EXERCISE ->
Find every line containing the string "Thank" in the data below, and report how many there are, with no other words.

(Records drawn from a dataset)
┄┄┄┄┄┄┄┄┄┄

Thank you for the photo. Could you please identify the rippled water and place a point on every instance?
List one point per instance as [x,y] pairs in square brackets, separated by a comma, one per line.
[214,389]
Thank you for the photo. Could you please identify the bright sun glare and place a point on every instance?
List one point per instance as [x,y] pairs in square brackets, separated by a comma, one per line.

┄┄┄┄┄┄┄┄┄┄

TASK ANSWER ->
2